Ketentuan Tugas
(a) Tuliskan ulang persis bagian kutipan tentang kemiskinan, mulai dari "Namun, adanya pemberian" sampai dengan "solusi tambal sulam.", termasuk kata-kata terakhir itu.
(b) Menurut kutipan tentang kemiskinan, mengapa pemberian bantuan sosial tidak lantas menyelesaikan masalah kemiskinan? Jawab dalam satu sampai tiga kalimat.

Kutipan untuk Dibaca
────────────────────

Negara memang tak tinggal diam. Demi mewujudkan target 0 persen kemiskinan pada 2024 mendatang, pemerintah mengeluarkan kebijakan untuk menurunkan beban pengeluaran masyarakat, mulai dari Bantuan Pangan Non Tunai (BPNT)/sembako, Bantuan Iuran Jaminan Kesehatan, Kartu Indonesia Sehat, Bantuan Tunai Pendidikan, Kartu Indonesia Pintar, dan Bantuan Tunai Bersyarat. Sayangnya, tidak semua masyarakat memiliki akses untuk memperoleh bantuan tersebut, salah satunya karena berada di wilayah terpencil dan pemerintah daerah setempat enggan menjangkau mereka.
Namun, adanya pemberian bantuan sosial pun tidak lantas menyelesaikan masalah kemiskinan. Di satu sisi, pemerintah memberi bantuan sosial, tetapi pada saat yang sama masyarakat juga harus menghadapi pukulan ekonomi bertubi-tubi, karena lonjakan berbagai komoditas kebutuhan hidup. Mulai dari naiknya harga beras, BBM, telur, listrik, dan lainnya yang makin menambah berat beban rakyat. Walhasil, kebijakan apa pun yang dikeluarkan pemerintah sejatinya hanyalah solusi tambal sulam.
Akar Masalah Kemiskinan
Kemiskinan menjadi problem klasik di negeri ini. Sekeras apa pun upaya pemerintah menghapus kemiskinan, pasti menemui kegagalan jika tidak mengurai akar masalah dari problem tersebut. Apalagi untuk mewujudkan target penurunan kemiskinan ekstrem hingga 0 persen. Target tersebut rasanya mustahil jika kebijakan pemerintah masih menggunakan paradigma kapitalisme.

────────────────────

(Data Kerangka)

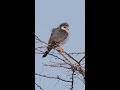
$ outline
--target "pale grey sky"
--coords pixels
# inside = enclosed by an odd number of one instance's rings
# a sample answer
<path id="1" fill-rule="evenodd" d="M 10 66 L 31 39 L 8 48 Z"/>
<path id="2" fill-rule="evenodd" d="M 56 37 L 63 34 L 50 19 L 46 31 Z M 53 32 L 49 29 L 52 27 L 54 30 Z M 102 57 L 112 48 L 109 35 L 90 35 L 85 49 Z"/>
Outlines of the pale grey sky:
<path id="1" fill-rule="evenodd" d="M 63 46 L 66 52 L 85 52 L 85 0 L 35 0 L 35 34 L 43 41 L 48 42 L 52 28 L 60 23 L 67 22 L 70 25 L 70 38 Z M 82 58 L 83 55 L 81 55 Z M 76 57 L 80 59 L 80 57 Z M 35 55 L 35 72 L 45 71 L 48 75 L 53 75 L 49 68 L 43 67 L 42 63 L 49 63 L 50 56 L 41 58 Z M 62 74 L 63 71 L 57 74 Z M 56 75 L 56 73 L 54 73 Z M 56 86 L 55 80 L 39 79 L 36 82 L 44 90 L 68 90 L 59 82 Z M 60 85 L 61 84 L 61 85 Z M 76 81 L 74 90 L 85 90 L 81 81 Z M 39 89 L 37 89 L 39 90 Z"/>

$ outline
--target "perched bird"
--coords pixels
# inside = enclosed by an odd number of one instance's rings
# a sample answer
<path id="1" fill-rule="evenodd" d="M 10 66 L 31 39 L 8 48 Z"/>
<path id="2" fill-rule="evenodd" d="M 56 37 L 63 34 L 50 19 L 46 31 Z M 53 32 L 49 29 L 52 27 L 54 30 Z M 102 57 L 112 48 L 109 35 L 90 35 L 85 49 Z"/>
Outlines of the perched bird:
<path id="1" fill-rule="evenodd" d="M 64 52 L 64 50 L 60 46 L 66 43 L 69 35 L 68 30 L 68 23 L 62 23 L 57 28 L 52 30 L 50 39 L 48 41 L 47 51 L 42 57 L 46 57 L 52 49 L 55 49 L 57 47 L 60 48 L 60 53 Z"/>

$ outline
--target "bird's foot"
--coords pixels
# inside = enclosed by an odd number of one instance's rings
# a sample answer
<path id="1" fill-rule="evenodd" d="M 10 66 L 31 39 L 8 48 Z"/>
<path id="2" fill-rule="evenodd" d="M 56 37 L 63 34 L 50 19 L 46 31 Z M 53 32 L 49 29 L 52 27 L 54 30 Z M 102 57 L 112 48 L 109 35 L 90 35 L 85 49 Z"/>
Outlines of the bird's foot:
<path id="1" fill-rule="evenodd" d="M 63 48 L 60 48 L 60 54 L 64 53 Z"/>

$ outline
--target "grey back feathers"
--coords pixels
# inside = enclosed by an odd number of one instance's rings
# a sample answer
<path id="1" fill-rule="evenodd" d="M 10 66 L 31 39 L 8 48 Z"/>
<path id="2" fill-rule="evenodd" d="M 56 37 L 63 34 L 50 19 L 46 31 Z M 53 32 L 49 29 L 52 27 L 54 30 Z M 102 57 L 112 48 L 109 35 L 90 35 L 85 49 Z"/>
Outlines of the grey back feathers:
<path id="1" fill-rule="evenodd" d="M 58 27 L 52 30 L 48 44 L 51 44 L 54 42 L 62 44 L 67 39 L 67 37 L 68 37 L 68 32 Z"/>

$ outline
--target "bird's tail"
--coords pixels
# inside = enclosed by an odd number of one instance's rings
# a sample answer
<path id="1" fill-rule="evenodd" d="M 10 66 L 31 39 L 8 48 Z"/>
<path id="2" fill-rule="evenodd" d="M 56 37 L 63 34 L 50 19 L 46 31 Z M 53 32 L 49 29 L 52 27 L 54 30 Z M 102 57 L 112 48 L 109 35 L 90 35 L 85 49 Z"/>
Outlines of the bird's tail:
<path id="1" fill-rule="evenodd" d="M 50 50 L 49 50 L 49 51 L 46 51 L 42 57 L 46 57 L 49 52 L 50 52 Z"/>

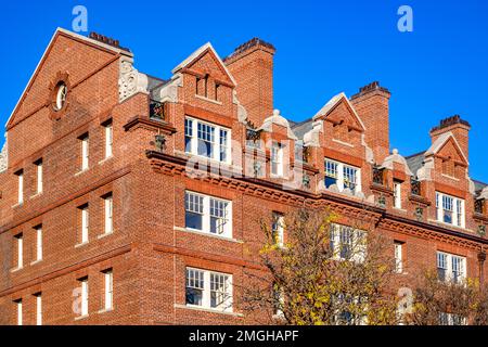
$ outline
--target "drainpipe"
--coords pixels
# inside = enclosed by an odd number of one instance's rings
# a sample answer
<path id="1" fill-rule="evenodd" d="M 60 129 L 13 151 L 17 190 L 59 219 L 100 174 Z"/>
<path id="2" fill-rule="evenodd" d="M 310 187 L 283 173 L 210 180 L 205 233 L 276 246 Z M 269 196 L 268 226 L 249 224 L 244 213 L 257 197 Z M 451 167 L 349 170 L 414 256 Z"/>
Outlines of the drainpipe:
<path id="1" fill-rule="evenodd" d="M 484 265 L 486 260 L 486 253 L 481 249 L 478 253 L 478 266 L 479 266 L 479 284 L 483 285 L 485 283 L 485 273 L 484 273 Z"/>

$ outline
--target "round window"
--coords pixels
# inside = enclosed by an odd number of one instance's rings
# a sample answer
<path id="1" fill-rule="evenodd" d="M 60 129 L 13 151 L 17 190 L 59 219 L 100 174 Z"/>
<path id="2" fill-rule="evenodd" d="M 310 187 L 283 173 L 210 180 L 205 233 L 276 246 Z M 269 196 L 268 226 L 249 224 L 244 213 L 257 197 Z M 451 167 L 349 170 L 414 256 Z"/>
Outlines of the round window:
<path id="1" fill-rule="evenodd" d="M 66 94 L 67 94 L 67 87 L 64 82 L 61 82 L 56 87 L 56 99 L 54 103 L 54 110 L 60 111 L 64 107 L 64 104 L 66 103 Z"/>

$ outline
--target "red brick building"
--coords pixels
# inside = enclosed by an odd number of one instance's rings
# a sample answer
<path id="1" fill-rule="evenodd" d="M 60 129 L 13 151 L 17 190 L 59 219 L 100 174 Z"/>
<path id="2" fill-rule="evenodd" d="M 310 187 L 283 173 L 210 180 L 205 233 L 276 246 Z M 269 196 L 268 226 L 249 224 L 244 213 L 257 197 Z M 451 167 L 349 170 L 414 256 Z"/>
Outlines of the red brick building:
<path id="1" fill-rule="evenodd" d="M 239 295 L 261 271 L 257 218 L 304 204 L 381 230 L 406 285 L 436 267 L 485 281 L 470 125 L 390 151 L 377 82 L 296 124 L 273 110 L 274 53 L 207 43 L 163 80 L 115 40 L 57 29 L 5 128 L 0 324 L 253 322 Z"/>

────────────────────

Jawaban Tugas
(a)
Namun, adanya pemberian bantuan sosial pun tidak lantas menyelesaikan masalah kemiskinan. Di satu sisi, pemerintah memberi bantuan sosial, tetapi pada saat yang sama masyarakat juga harus menghadapi pukulan ekonomi bertubi-tubi, karena lonjakan berbagai komoditas kebutuhan hidup. Mulai dari naiknya harga beras, BBM, telur, listrik, dan lainnya yang makin menambah berat beban rakyat. Walhasil, kebijakan apa pun yang dikeluarkan pemerintah sejatinya hanyalah solusi tambal sulam.

(b) Saat pemerintah memberi bantuan sosial, masyarakat juga harus menghadapi pukulan ekonomi bertubi-tubi karena lonjakan harga berbagai kebutuhan hidup, seperti beras, BBM, telur, dan listrik. Kenaikan itu makin menambah berat beban rakyat, sehingga kebijakan apa pun dari pemerintah hanyalah solusi tambal sulam.